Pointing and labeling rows
--- Begin ---

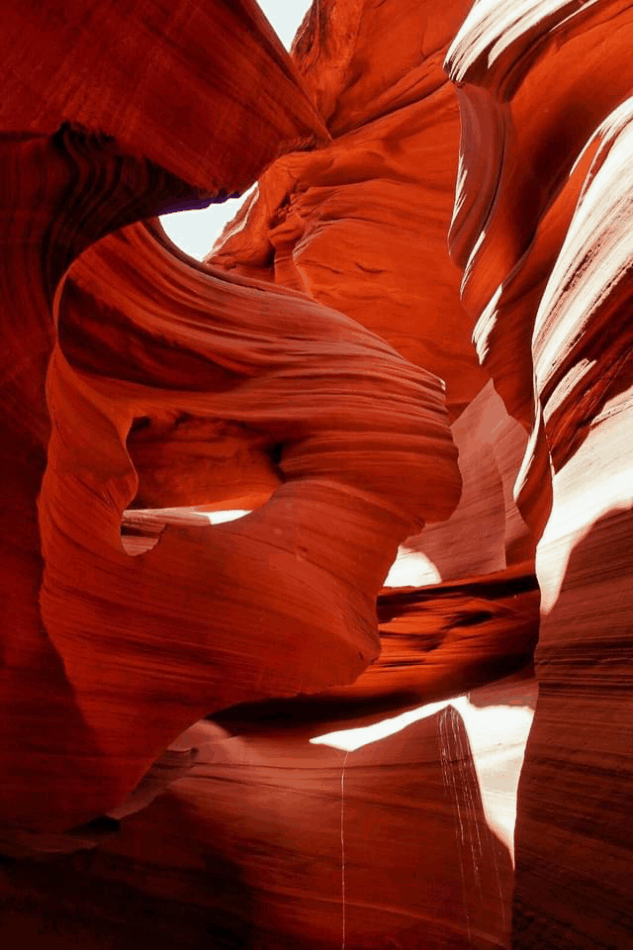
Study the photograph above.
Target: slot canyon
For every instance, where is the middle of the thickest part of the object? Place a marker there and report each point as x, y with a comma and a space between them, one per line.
316, 570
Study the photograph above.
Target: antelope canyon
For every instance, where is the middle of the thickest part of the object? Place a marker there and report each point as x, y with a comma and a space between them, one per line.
316, 567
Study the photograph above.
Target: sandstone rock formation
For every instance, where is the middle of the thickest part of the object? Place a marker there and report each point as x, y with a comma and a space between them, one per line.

--- End ---

Turn every line of the rows above into a Markdown table with the columns "No." and "Text", numbering each line and skipping blank lines. Leave the pictures out.

| No. | Text |
|---|---|
| 1 | Study the photograph above. |
| 2 | Target: slot canyon |
| 3 | For every instance, where is the middle of the thickest part of the object? Place a marker there and report each point as x, y with a comma and a space between them, one per line. |
| 4 | 316, 570 |
| 5 | Study the photograph above. |
| 6 | Target: antelope canyon |
| 7 | For every instance, where is the middle of the thickest part of the object? Place a marker there and report each point as x, y with a comma and a space between them, one per line. |
| 8 | 316, 567 |
| 9 | Study the photograph above. |
| 10 | Target: sandstone rock formation |
| 11 | For every instance, where is the middle of the thickest part of the object? Place a marker there and report each point as x, y with a comma and a space between them, one per line. |